** SOURCE EXTRACT **
▬▬▬
The economic growth of Saudi Arabia is hanging on a balance, concludes a new report in the Financial Times. The Kingdom is offering investors' untapped growth as it embarks on a period of immense change. However, economic realities threaten to derail Crown Prince Mohamed Bin Salman's grand vision to move away from oil.
The de facto Saudi ruler needs capital inflows to assist his reform programme, investing in sectors such as mining, retail and manufacturing. He seeks to tackle rampant youth unemployment while ushering more women into the workforce. The change, according to experts cited in the report, is "breath-taking" in scope.
Equally daunting are the challenges facing the Saudi regime. "Lost in the optimistic noise are the considerable fiscal difficulties that remain across the Gulf, along with bureaucratic challenges, deteriorating credit standings and rising interest rates," Tarek Fadlallah, chief executive of Nomura Asset Management Middle East, told the FT.
The Saudi economy felt the full force of the global financial crises. According to the report, since the oil price crash of 2014, the Kingdom slipped into a recession last year. Most concerning for Bin Salman, who recently returned from a month-long charm offensive in the US, foreign direct investment in the Kingdom fell to $7.5 billion in 2016 from $8.1 billion in 2015, well below the $18.2 billion average before the global financial crisis.
Deep austerity measures were introduced by the Saudi royals in an effort to improve fiscal stability, "however private sector confidence has taken a further knock with the incarceration of dozens of prominent businessmen in the crown prince's anti-corruption drive", the report says.
▬▬▬
** EXCERPTED DATA **

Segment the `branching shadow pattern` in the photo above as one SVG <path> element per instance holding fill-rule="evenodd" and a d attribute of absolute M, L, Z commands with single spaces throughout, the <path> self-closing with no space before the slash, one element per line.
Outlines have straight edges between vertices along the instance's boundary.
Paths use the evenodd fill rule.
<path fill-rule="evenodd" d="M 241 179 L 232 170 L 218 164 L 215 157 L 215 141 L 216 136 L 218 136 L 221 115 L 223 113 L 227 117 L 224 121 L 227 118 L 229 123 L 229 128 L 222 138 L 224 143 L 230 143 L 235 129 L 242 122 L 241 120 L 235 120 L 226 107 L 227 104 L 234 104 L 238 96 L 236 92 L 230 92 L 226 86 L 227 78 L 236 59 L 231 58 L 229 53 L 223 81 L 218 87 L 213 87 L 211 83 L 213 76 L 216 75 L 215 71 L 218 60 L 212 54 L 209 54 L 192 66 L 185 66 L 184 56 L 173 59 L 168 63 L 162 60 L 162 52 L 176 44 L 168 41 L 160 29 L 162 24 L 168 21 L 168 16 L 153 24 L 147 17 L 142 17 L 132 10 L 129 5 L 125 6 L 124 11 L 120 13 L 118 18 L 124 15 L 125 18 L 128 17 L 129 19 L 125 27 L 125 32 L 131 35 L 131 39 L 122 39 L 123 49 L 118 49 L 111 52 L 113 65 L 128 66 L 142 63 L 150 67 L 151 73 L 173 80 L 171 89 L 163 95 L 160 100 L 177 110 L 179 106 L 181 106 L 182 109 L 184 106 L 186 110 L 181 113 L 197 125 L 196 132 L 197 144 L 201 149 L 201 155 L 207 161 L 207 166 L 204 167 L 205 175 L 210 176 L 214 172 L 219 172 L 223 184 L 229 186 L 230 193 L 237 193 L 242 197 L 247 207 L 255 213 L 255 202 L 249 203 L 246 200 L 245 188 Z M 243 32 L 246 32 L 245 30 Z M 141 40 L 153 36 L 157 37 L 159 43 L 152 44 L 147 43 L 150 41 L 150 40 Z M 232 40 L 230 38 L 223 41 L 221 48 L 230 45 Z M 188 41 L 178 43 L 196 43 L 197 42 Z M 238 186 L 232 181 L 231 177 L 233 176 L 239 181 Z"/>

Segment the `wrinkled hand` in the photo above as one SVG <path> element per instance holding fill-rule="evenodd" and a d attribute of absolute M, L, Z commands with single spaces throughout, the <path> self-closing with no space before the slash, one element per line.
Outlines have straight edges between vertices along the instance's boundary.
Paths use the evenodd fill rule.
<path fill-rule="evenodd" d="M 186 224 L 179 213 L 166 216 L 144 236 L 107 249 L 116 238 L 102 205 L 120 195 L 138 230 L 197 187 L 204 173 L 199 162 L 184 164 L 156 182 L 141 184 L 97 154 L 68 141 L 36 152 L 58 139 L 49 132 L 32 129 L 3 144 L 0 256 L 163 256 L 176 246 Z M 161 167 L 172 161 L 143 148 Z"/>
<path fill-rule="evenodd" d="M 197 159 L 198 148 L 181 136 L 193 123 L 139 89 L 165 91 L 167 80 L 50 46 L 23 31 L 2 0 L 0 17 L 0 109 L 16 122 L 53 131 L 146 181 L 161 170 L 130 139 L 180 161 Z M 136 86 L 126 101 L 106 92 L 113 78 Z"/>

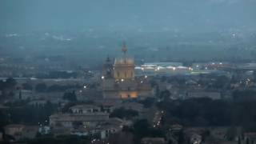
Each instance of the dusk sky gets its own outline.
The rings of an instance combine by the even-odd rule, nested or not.
[[[0,30],[256,28],[255,0],[1,0]]]

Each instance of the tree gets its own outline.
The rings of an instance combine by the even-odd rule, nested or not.
[[[24,90],[33,90],[33,86],[30,83],[22,83],[22,88]]]
[[[170,95],[170,92],[167,90],[165,90],[160,93],[160,98],[168,99]]]
[[[125,108],[122,107],[120,109],[115,109],[110,114],[110,117],[131,119],[132,118],[136,117],[138,115],[138,111],[134,110],[126,110]]]
[[[77,101],[77,96],[75,94],[74,90],[72,92],[66,92],[63,95],[63,99],[70,101],[70,102],[76,102]]]
[[[35,90],[37,92],[46,92],[47,86],[45,83],[38,83],[35,86]]]

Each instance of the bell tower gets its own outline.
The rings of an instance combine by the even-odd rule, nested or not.
[[[122,47],[122,56],[119,58],[115,58],[114,63],[114,78],[117,80],[127,80],[134,78],[134,60],[132,58],[128,58],[126,55],[127,47],[126,43],[123,43]]]
[[[102,74],[105,78],[113,78],[113,62],[108,56],[103,65]]]

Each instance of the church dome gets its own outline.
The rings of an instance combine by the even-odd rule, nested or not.
[[[134,65],[134,60],[132,58],[117,58],[114,65]]]

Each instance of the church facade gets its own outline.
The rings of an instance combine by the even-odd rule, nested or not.
[[[107,58],[102,70],[102,91],[106,99],[144,99],[153,96],[152,88],[146,76],[135,77],[134,59],[128,57],[124,44],[122,55],[111,61]]]

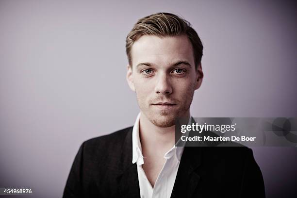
▬▬▬
** WHAT YOU WILL DO **
- a) Summarize the article on Saudi Arabia's economy in two sentences.
- b) Carry on the article on Saudi Arabia's economy from the point where it stops.

** ANSWERS TO THIS EXERCISE **
- a) A new Financial Times report says Saudi Arabia's economic growth hangs in the balance as Crown Prince Mohamed Bin Salman seeks capital inflows for a sweeping reform program to move away from oil, investing in mining, retail and manufacturing while tackling youth unemployment and bringing more women into the workforce. His plans face fiscal and bureaucratic difficulties, a recession, falling foreign direct investment, and weakened private sector confidence after austerity measures and the jailing of dozens of prominent businessmen in his anti-corruption drive.

- b)
Read: The Saudi purge looks like an own goal by Mohammad Bin Salman
One of the major problems cited in the report is the "Saudisation" of the economy. The policy seeks to increase quota requirements for the employment of nationals. The demand, according to the report, is a major concern for foreign investors. Equally, the perception amongst Saudis, who regard hospitality as an unbecoming career, preferring to work for the state or the energy industry, threatens to undermine the private sector-led recovery.
"If the government is hoping to achieve a vision of travel and tourism to create a chunk of growth, then it has to change this perception among the youth," says Alex Kyriakidis, Marriott International's managing director for the Middle East and Africa, who oversees hotel brands including the Ritz-Carlton.
Despite these concerns, global hotel brands like Marriott are taking steps to grow their business in the Kingdom. Further growth is predicted with the opening of the Tadawul stock exchange in Riyadh to foreign investors. New reforms have also been introduced to bring it in line with international norms. These reforms could potentially see $40 billion in emerging market funds flowing into Saudi in the coming years.